## Problem
Give back the line that contains "task | identify every instance of the crowd" and every following line, exactly as they appear, through the end of the data.

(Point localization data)
***

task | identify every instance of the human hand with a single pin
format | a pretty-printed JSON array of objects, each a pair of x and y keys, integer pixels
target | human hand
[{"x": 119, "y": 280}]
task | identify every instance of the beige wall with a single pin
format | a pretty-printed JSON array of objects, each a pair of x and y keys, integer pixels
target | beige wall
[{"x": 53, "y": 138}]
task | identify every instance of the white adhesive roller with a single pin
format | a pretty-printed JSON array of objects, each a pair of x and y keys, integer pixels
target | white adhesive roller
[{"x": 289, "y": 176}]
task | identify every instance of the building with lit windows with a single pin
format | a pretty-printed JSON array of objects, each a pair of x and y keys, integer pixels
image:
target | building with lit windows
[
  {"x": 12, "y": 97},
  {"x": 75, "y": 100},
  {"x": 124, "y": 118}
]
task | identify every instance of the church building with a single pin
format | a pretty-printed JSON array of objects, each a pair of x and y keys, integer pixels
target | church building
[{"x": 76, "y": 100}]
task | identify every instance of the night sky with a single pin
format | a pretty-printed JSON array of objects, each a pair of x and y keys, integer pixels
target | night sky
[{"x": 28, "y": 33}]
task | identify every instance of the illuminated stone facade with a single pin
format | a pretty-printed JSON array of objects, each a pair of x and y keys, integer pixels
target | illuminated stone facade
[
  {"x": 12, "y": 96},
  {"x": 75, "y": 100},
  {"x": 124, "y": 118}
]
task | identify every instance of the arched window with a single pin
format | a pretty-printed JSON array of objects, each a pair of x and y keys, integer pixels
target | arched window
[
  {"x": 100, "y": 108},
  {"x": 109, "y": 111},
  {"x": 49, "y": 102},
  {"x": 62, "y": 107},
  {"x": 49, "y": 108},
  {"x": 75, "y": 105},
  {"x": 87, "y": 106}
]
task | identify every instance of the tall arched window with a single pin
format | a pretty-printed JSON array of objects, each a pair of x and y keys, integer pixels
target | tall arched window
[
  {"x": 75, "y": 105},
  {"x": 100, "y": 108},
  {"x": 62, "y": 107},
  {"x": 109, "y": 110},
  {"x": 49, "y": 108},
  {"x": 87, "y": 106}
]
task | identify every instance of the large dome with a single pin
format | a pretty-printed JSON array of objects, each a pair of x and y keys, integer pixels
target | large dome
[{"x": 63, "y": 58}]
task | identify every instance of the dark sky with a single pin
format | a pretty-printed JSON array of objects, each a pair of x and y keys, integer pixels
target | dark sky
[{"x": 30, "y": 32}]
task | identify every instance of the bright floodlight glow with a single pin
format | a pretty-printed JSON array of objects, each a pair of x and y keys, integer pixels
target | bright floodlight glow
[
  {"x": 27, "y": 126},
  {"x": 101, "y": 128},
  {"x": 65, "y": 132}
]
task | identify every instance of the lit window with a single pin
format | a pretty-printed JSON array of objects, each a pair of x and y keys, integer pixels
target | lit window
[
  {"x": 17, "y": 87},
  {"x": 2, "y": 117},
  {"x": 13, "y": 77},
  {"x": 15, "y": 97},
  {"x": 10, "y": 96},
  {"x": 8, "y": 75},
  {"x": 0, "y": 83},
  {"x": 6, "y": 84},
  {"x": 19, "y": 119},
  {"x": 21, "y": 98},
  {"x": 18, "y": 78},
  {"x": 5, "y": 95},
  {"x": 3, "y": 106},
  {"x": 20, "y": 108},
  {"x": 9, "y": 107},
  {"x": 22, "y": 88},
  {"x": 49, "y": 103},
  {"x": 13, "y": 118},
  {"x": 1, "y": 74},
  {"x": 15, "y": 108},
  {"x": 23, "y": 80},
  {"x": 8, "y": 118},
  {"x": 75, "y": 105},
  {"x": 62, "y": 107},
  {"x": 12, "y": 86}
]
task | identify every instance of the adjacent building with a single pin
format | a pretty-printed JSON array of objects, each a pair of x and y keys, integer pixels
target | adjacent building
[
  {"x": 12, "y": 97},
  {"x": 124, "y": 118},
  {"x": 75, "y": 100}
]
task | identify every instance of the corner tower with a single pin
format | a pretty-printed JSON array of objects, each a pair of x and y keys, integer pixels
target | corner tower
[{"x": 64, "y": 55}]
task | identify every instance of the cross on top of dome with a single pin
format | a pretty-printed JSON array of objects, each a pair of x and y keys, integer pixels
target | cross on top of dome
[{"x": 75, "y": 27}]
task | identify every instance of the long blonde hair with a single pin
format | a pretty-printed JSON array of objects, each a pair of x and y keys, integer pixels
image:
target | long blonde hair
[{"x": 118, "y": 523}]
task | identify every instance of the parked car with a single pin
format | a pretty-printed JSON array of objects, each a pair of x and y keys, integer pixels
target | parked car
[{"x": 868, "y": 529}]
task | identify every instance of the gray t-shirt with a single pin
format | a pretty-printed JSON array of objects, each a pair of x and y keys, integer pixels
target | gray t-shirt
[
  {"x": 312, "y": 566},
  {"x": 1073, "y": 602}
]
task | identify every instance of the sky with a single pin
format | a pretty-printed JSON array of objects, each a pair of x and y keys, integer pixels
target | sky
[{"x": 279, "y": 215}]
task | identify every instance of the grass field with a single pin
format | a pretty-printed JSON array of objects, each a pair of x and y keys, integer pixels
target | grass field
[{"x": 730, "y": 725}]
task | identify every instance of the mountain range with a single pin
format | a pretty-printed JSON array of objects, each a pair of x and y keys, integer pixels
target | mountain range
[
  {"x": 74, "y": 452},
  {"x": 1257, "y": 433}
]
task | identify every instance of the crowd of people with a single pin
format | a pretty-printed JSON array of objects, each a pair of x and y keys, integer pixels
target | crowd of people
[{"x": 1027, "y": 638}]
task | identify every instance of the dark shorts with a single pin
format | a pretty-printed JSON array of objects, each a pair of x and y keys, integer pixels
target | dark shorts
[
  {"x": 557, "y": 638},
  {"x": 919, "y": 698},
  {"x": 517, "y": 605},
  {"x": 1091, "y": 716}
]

***

## Response area
task | identify every instance of the crowd of people with a single pin
format | a pretty-printed JSON array of objects, each a pair of x and y keys, integer pixels
target | crowd of people
[{"x": 1027, "y": 638}]
task | identify every instance of the dark shorts with a single pin
format | a pretty-printed JSON array of objects, each a pair of x and y keys, integer pixels
target | dark shorts
[
  {"x": 557, "y": 638},
  {"x": 919, "y": 698},
  {"x": 517, "y": 605},
  {"x": 1091, "y": 716}
]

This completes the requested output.